- _SUPPLIED RECORDS_:
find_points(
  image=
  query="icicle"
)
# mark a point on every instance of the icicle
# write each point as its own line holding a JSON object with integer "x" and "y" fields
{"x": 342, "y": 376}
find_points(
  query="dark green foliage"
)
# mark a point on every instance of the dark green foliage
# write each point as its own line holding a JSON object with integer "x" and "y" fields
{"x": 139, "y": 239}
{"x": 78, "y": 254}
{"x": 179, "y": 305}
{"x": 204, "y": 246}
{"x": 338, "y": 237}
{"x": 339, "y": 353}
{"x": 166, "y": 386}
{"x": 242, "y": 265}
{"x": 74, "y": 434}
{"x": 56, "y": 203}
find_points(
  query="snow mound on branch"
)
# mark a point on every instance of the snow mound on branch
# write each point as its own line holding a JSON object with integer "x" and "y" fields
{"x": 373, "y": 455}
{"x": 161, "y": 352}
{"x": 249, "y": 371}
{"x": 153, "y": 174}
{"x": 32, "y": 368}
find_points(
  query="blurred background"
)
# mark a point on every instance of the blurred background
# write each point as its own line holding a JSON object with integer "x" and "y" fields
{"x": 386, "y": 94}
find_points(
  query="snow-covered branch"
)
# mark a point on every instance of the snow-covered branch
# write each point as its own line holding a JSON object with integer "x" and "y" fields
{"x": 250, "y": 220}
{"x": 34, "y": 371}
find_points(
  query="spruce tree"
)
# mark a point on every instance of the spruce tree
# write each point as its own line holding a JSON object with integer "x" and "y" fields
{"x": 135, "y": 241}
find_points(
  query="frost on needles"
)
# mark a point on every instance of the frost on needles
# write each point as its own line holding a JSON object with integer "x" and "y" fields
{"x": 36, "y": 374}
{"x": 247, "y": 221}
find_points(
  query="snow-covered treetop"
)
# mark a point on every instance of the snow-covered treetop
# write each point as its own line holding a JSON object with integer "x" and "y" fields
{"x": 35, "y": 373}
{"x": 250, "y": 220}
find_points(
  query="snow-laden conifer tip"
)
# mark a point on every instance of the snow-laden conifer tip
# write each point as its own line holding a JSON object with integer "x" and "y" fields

- _GOAL_: Output every line above without altering anything.

- _ANSWER BELOW_:
find_points(
  image=
  query="icicle"
)
# mark a point on every instance of the icicle
# write each point as its own line holding a JSON object with integer "x" and "y" fields
{"x": 342, "y": 376}
find_points(
  query="dark green foliage"
)
# mark a point on every instance of the dark green foliage
# write each point as its own line holding a JSON object with integer "x" and "y" fields
{"x": 139, "y": 239}
{"x": 78, "y": 254}
{"x": 179, "y": 305}
{"x": 204, "y": 246}
{"x": 338, "y": 237}
{"x": 339, "y": 353}
{"x": 166, "y": 386}
{"x": 242, "y": 265}
{"x": 74, "y": 434}
{"x": 56, "y": 203}
find_points(
  query="snow mound on branch"
)
# mark a point on every instance of the snow mound on branch
# write each point as its own line holding a JSON object with integer "x" and "y" fields
{"x": 373, "y": 455}
{"x": 161, "y": 352}
{"x": 249, "y": 371}
{"x": 153, "y": 174}
{"x": 32, "y": 368}
find_points(
  query="blurred background"
)
# mark a point on every instance of the blurred background
# write each point as its own line holding a JSON object with integer "x" and "y" fields
{"x": 386, "y": 94}
find_points(
  query="snow-covered branch"
)
# mark a point on every instance of the snow-covered branch
# write each point as its own line holding a JSON object with integer "x" and "y" fields
{"x": 250, "y": 220}
{"x": 34, "y": 371}
find_points(
  query="spruce tree"
)
# mark a point on every instance of the spruce tree
# write each point as its own line holding a JSON object with integer "x" and "y" fields
{"x": 135, "y": 241}
find_points(
  query="frost on needles"
)
# mark a point on every instance of the frost on needles
# write each point as its own line holding a JSON object with integer "x" and "y" fields
{"x": 36, "y": 374}
{"x": 247, "y": 221}
find_points(
  query="snow-covered treetop"
)
# mark a point on every instance of the snow-covered treetop
# write each point as its own line holding a JSON object with integer "x" and "y" fields
{"x": 35, "y": 373}
{"x": 250, "y": 220}
find_points(
  query="snow-laden conifer tip"
)
# mark a point on every instance of the snow-laden conifer tip
# write each point as its own line holding a JSON object with integer "x" and "y" fields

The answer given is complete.